--- TASK DESCRIPTION ---
Below are records; please set down exactly the lines from the first through the one containing "positive clicks: (680, 484)".

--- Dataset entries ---

+---+

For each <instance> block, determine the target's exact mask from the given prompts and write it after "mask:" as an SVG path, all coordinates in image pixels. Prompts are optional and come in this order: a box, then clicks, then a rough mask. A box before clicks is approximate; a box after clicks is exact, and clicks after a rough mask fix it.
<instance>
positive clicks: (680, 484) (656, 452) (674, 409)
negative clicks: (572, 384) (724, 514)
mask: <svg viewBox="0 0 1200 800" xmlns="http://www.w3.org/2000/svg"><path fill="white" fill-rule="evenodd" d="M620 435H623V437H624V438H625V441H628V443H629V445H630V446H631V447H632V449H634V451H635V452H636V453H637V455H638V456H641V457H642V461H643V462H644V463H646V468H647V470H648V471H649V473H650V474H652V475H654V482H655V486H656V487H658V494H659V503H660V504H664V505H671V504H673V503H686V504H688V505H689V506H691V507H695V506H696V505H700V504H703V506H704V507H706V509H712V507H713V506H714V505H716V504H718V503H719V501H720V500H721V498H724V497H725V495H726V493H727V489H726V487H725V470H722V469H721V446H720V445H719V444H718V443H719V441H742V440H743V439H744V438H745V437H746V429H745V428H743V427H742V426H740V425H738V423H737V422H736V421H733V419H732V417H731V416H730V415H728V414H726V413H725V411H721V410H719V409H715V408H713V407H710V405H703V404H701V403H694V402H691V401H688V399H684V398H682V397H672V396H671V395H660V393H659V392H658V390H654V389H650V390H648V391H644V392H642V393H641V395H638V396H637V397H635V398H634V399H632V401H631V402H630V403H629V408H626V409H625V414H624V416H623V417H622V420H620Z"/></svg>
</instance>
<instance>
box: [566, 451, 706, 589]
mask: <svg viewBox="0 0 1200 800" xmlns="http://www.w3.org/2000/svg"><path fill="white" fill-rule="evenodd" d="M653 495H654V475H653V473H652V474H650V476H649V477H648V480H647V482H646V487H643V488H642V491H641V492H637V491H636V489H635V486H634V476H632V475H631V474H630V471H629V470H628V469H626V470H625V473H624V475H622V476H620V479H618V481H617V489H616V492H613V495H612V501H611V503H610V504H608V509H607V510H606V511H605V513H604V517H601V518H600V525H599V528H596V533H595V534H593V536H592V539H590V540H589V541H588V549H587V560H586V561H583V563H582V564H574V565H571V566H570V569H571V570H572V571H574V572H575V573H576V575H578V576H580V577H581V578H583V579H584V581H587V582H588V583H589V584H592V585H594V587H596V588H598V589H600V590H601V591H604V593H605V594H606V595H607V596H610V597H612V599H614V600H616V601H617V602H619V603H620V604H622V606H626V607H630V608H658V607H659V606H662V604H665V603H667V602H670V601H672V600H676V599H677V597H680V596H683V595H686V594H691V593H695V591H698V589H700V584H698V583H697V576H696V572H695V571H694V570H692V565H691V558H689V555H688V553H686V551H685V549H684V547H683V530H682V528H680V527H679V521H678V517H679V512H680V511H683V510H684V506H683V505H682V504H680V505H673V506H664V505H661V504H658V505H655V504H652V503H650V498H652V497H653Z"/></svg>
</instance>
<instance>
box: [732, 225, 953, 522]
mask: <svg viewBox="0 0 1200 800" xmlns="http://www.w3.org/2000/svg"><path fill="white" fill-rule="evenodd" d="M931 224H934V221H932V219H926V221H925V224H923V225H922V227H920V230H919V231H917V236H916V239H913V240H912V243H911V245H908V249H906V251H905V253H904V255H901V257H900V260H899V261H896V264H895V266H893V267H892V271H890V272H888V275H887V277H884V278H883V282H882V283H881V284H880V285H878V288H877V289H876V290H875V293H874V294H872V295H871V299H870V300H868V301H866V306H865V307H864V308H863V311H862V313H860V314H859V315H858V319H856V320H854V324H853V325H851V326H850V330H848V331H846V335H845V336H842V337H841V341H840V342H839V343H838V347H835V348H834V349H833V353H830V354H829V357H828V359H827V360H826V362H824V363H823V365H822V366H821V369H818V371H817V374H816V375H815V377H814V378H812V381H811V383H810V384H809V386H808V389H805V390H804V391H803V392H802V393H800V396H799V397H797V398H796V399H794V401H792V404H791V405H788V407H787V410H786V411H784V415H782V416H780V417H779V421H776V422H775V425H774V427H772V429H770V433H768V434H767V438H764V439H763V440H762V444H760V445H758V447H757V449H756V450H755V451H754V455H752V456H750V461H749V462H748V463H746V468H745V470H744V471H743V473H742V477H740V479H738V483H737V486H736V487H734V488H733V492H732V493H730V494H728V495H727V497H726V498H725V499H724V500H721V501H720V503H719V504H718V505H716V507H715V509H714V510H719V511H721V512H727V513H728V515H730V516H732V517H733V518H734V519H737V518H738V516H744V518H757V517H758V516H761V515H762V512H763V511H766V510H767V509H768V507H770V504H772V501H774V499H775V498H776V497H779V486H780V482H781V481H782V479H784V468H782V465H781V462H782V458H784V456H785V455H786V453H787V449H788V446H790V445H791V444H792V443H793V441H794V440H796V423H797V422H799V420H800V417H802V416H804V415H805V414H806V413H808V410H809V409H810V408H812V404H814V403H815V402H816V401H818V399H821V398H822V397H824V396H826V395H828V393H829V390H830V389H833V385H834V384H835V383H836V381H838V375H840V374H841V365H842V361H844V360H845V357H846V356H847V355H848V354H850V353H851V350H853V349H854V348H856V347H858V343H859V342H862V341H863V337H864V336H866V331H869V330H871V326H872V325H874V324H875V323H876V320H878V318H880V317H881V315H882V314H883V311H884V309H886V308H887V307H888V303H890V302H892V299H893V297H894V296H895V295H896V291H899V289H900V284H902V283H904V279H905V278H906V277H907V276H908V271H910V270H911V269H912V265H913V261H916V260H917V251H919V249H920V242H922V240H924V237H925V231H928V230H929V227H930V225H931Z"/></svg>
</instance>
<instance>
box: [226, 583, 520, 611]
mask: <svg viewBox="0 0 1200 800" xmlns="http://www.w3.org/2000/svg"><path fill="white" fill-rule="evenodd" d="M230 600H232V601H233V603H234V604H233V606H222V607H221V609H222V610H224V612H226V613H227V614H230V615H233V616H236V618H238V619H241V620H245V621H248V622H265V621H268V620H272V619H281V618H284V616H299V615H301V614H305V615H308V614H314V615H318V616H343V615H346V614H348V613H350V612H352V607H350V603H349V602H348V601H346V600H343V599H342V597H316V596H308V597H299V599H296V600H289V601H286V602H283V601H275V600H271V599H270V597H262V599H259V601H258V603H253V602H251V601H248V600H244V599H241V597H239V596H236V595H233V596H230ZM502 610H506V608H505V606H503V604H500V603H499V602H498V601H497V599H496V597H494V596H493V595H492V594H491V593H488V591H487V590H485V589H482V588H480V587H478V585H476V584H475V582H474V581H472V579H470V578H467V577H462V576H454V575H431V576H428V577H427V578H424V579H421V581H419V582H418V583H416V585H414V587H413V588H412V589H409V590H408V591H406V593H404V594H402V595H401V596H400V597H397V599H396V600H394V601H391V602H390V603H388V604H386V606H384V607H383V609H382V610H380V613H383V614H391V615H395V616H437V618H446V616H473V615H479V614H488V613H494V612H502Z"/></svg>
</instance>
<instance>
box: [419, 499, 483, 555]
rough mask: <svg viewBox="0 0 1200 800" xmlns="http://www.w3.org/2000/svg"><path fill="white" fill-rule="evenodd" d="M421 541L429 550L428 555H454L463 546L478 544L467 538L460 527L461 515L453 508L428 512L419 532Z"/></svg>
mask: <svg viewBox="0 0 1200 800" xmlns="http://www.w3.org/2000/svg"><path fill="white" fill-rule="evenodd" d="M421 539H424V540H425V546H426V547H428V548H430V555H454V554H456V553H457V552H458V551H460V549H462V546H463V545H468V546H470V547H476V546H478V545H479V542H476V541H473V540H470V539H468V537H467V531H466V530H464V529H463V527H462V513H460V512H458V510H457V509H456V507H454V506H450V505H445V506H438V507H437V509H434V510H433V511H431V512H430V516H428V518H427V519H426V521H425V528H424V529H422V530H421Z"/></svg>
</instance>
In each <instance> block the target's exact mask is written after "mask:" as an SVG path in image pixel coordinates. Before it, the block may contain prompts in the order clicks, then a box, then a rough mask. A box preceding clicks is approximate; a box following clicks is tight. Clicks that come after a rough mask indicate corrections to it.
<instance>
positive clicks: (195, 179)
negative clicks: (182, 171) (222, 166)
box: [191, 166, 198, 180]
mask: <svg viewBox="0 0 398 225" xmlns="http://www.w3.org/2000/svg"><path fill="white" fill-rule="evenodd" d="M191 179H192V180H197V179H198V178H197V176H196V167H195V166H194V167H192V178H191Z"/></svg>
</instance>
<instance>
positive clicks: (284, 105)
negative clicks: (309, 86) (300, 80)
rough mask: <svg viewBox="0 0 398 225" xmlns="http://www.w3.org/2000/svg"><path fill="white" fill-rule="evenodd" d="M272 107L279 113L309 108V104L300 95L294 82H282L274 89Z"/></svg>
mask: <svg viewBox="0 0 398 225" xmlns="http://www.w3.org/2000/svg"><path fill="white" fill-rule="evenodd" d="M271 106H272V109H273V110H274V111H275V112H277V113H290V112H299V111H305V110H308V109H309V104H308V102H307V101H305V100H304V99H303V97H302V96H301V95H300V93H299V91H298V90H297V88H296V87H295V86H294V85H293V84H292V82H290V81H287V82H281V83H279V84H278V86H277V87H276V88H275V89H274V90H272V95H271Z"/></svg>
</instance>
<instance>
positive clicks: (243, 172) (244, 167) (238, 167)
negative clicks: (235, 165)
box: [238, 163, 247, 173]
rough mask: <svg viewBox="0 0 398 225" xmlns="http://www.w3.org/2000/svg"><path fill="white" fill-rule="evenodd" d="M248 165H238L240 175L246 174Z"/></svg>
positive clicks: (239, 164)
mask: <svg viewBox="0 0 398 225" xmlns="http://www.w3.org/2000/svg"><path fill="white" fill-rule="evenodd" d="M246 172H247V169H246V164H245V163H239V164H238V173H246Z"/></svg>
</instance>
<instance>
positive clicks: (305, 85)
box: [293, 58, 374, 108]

+---+

--- SOLUTION TO THE EXERCISE ---
For each <instance> block, determine the target's exact mask from the given prompts and write it after "mask:" as an SVG path, all coordinates in image pixels. Prompts are optional and come in this order: a box, then clicks, then a rough mask. A box before clicks is approximate; a box after clicks is exact, and clicks after a rough mask fix it.
<instance>
positive clicks: (680, 484) (656, 452) (674, 409)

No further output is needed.